— Excerpted text —
Help - Lots of Soft Shell Eggs

TheChad

In the Brooder
10 Years
Mar 31, 2009
43
0
32
Bucyrus Ks
I have noticed that the chickens are just laying eggs out in the run but it is the egg only with no shell. Is there a way to resolve this. I am not getting as many eggs as I used to and this could be the reason. The diet has not changed and they have all the oyster shell they want.

Any info would be greatly appreciated.

thanks
 
Ya we have had thunderstorms but this has been happening for about a month. Egg count has went from 15 to 5 a day with 20 good egg layers

They do have oyster shell.

Just trying to figure out why they are not laying.
 
I have found that causes for softies can be drawn from the following:

Calcium deficiency - and too many treats can inadvertently be the cause (lots of treats = reduced % calcium in the diet). Cut out all treats for a week and give calcium supplements (oyster shell should always be available free choice, but you can also try adding some dairy and crushed eggshells to the diet to boost calcium levels)

Stress - too much noise or disturbance around the hen house can cause the girls to lay their eggs early, meaning they don't spend enough time in the shell gland and come out soft. Minimise disturbances around the henhouse and that might help. (Although thunderstorms can obviously not be accounted for here!)

Moulting and excessive heat - see previous posts

Infectious Bronchitis and other diseases - could be a possible cause in your case, as all hens are affected, especially if there is no other obvious environmental reason, and they have all suddenly gone from laying well to producing predominantly poor quality eggs. According to Gail Damerow (The Chicken Health Handbook), diseases which can lead to soft shells or no shells are as follows, in order of prevalence: infectious bronchitis, infectious laryngotracheitis, vit D deficiency, egg drop syndrome, ochratoxicosis, avian influenza. (Please note the final three in this list are RARE!). Personally, I would suspect infectious bronchitis, if no obvious environmental or dietary cause can be identified in the first instance.

So, do start with the obvious stuff with diet and environment and let us know how you get on...
 
Thanks for all the help.
I do not believe that they are going through molt cause they have not lost their feathers.
They should not be stressed but who knows.

Infectious Bronchitis--What are signs of this and what to do to resolve the issue?
 
Please don't take IB as your first line of enquiry - it is far more likely to be due to dietary or stress factors. Address them thoroughly first... and then if you get no joy, begin to address the possible disease mechanisms.

However, as you've specifically asked...

IB is characterised by a sudden reduction in overall egg production, wheezing and sneezing and general respiratory symptoms, and then about six weeks of very poor quality eggs (wrinkled, soft shells, odd shapes). The most telling symptom is that eggs from a bird with IB will have very watery whites - they just don't hold together around the yolk properly and will simply spread out when you crack the eggs onto a saucer.

Confusingly though, there are strains of IB which only affect the reproductive tract, so the respiratory symptoms will not be present. For this reason, you really need to have a lab diagnosis for proper confirmation of this disease.

— Data supplied —
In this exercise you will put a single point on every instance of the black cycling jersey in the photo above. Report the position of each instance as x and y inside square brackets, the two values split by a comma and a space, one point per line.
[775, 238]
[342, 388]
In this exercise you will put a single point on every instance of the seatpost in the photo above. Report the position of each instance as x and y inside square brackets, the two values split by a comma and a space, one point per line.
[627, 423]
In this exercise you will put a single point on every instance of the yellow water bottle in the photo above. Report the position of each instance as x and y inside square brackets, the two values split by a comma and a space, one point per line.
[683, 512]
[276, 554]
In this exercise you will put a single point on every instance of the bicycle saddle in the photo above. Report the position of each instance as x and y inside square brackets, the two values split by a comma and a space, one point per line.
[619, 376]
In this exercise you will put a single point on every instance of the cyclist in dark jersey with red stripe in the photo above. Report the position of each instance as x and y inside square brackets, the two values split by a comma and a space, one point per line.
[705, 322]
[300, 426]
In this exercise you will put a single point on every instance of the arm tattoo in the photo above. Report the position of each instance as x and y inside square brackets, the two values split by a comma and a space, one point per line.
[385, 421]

— Task set —
**1)** Print the part of the soft-shell eggs thread between "Moulting and excessive" and "the first instance.", inclusive.
**2)** According to the soft-shell eggs thread, what is the most telling symptom in eggs from a bird with infectious bronchitis?
The data can be set aside; it isn't needed here.

— Results —
**1)**
Moulting and excessive heat - see previous posts

Infectious Bronchitis and other diseases - could be a possible cause in your case, as all hens are affected, especially if there is no other obvious environmental reason, and they have all suddenly gone from laying well to producing predominantly poor quality eggs. According to Gail Damerow (The Chicken Health Handbook), diseases which can lead to soft shells or no shells are as follows, in order of prevalence: infectious bronchitis, infectious laryngotracheitis, vit D deficiency, egg drop syndrome, ochratoxicosis, avian influenza. (Please note the final three in this list are RARE!). Personally, I would suspect infectious bronchitis, if no obvious environmental or dietary cause can be identified in the first instance.

**2)** The eggs have very watery whites that don't hold together around the yolk and spread out when cracked onto a saucer.